## What is expected
Copy every line of the material below word for word, adding nothing and leaving nothing out.

## Record list

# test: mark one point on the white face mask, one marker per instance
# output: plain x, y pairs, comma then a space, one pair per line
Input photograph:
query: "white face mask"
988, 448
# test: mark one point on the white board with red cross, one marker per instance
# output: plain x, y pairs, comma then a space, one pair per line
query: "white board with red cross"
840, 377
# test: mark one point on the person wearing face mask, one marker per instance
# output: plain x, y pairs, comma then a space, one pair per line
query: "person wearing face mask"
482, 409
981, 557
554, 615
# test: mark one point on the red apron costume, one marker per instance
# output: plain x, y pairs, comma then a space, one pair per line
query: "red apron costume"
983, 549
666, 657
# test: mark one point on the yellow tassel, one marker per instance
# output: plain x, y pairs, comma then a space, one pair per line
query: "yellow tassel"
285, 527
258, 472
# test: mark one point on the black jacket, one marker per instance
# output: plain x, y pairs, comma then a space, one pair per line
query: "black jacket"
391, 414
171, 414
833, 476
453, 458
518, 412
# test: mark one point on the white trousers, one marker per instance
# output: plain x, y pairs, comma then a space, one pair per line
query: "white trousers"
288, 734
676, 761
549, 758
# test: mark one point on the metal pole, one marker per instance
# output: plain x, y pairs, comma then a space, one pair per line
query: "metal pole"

## Full output
# test: mark one point on the white face mask, one marker per instance
# output: plain x, y pairs, comma then a space, one pair per line
Input photograph:
query: "white face mask"
988, 448
# test: mark one point on the white board with red cross, one marker per instance
# output: plain x, y pairs, comma then a space, one pair per line
query: "white board with red cross"
840, 377
# test: mark one point on the person wearing face mask, one marker per instance
# output: plain x, y pairs, comma then a space, one pair per line
query: "person wearing face mask"
482, 409
981, 557
554, 615
# test: mark one point on the red apron costume, one marker per instance
# output: plain x, y pairs, comma then a space, one pair per line
query: "red apron costume"
983, 549
666, 657
# test: mark one point on the yellow tassel, one marker per instance
# output: plain x, y pairs, comma then a space, one pair per line
query: "yellow tassel"
285, 527
258, 472
# test: mark one point on the black jacket, one marker per instance
# output: plain x, y pairs, comma then a space, one pair per line
query: "black jacket"
391, 414
171, 414
833, 476
453, 458
518, 412
# test: mark one point on the white trousers, one marker per instance
# output: plain x, y pairs, comma then a space, one pair per line
query: "white trousers"
288, 734
676, 761
549, 758
# test: mark one point on the metal pole, one marker per instance
# output: plain x, y pairs, comma then a space, one pair per line
query: "metal pole"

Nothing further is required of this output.